Work to complete. Copy every record below exactly.

==== Entries shown

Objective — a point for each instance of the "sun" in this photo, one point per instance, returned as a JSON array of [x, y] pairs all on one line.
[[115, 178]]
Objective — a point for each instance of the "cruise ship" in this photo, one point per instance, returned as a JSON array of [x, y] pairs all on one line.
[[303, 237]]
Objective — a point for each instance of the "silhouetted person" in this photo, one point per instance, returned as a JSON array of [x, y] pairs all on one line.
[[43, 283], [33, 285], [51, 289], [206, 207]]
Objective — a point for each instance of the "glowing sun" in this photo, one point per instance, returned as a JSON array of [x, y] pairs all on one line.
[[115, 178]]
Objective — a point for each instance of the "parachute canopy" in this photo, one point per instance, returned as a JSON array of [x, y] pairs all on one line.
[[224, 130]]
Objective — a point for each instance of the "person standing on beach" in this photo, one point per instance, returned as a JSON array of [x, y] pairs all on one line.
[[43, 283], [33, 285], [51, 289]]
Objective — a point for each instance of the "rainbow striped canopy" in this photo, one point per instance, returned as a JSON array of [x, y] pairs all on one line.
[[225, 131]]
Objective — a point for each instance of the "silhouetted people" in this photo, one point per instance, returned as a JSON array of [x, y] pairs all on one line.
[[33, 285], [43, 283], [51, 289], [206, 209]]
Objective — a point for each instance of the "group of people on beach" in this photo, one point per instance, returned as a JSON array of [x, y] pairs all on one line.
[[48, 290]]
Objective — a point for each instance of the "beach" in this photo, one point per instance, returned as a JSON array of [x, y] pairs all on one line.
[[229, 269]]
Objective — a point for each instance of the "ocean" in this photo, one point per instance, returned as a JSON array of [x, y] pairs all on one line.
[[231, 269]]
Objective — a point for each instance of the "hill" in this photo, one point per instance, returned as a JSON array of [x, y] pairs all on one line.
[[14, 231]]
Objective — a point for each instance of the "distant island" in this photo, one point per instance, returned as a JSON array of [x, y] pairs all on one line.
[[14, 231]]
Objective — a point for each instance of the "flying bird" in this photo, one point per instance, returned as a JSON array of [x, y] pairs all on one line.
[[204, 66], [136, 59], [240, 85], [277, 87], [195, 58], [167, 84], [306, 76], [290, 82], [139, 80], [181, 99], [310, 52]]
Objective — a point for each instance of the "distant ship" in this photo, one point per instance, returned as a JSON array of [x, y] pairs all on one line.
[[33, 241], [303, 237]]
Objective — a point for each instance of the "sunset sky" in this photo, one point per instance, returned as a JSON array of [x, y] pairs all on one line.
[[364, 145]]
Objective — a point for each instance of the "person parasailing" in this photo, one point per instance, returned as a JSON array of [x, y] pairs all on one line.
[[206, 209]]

========

Solution to this exercise.
Objective — a point for each instance of the "sun" in this photo, one point per instance, returned as a JSON array of [x, y] pairs all on one line.
[[115, 178]]
Objective — a point for each instance of the "cruise ship" in this photo, one point per instance, returned as a JSON array of [x, y] pairs all on one line.
[[303, 237]]
Objective — a point for each instance of the "silhouetted person" in this photo, one point per instance, returned as a JSON array of [x, y] pairs all on one line.
[[43, 283], [33, 285], [51, 289], [206, 207]]
Objective — a point for each instance of the "glowing sun" in this photo, one point per instance, returned as a JSON array of [x, y] pairs all on one line.
[[115, 178]]
Objective — a point for each instance of the "parachute canopy" in this photo, one point per instance, returned as a JSON array of [x, y] pairs all on one line.
[[224, 130]]
Objective — a point for each instance of the "person standing on beach" in this photo, one point per instance, returned as a JSON array of [x, y] pairs all on one line.
[[43, 283], [33, 285], [51, 289]]
Objective — a point for each instance of the "rainbow striped canopy" in this photo, one point per instance, returned as a JSON array of [x, y] pairs all on one line.
[[225, 131]]
Objective — a point for each instance of the "silhouetted people" in this photo, one point per instance, returned as a JSON array of [x, y] pairs all on one line.
[[33, 285], [43, 283], [51, 289], [206, 209]]
Objective — a point for each instance of the "group of people on beach" in this photo, one point per instance, returned as a JSON array of [x, y] pairs all on one line.
[[48, 290]]
Objective — a point for each instance of the "beach" in this photo, one point per instance, returned as a JSON array of [x, y] pairs all on one line.
[[229, 269]]
Objective — a point for each instance of the "ocean" in this photo, one point per instance, returned as a JSON array of [x, y] pairs all on one line.
[[231, 269]]
Objective — a point for each instance of the "hill" in this photo, one point per instance, returned as a JSON array of [x, y] pairs all on one line.
[[14, 231]]
Objective — a point for each instance of the "distant island" in this photo, one point per instance, returned as a JSON array of [x, y] pairs all on one line.
[[14, 231]]
Objective — a point for each instance of the "flying bird" in this photo, one point per instance, returned as a JSON array of [x, y] pairs all on one line.
[[204, 66], [136, 59], [240, 85], [277, 87], [195, 58], [167, 84], [306, 76], [290, 82], [139, 80], [181, 99], [310, 52]]
Objective — a point for each instance of the "distant ship" in this photo, one point per instance, returned as a JSON array of [x, y] pairs all on one line.
[[33, 241], [303, 237]]
Objective — a point for each instance of the "sunset sky" in this photo, one point per instance, returned as a JSON array of [x, y] pairs all on one line.
[[364, 145]]
Objective — a point for each instance of the "person parasailing" in this photo, one point per instance, returned as a JSON array of [x, y] pairs all on one line.
[[206, 209]]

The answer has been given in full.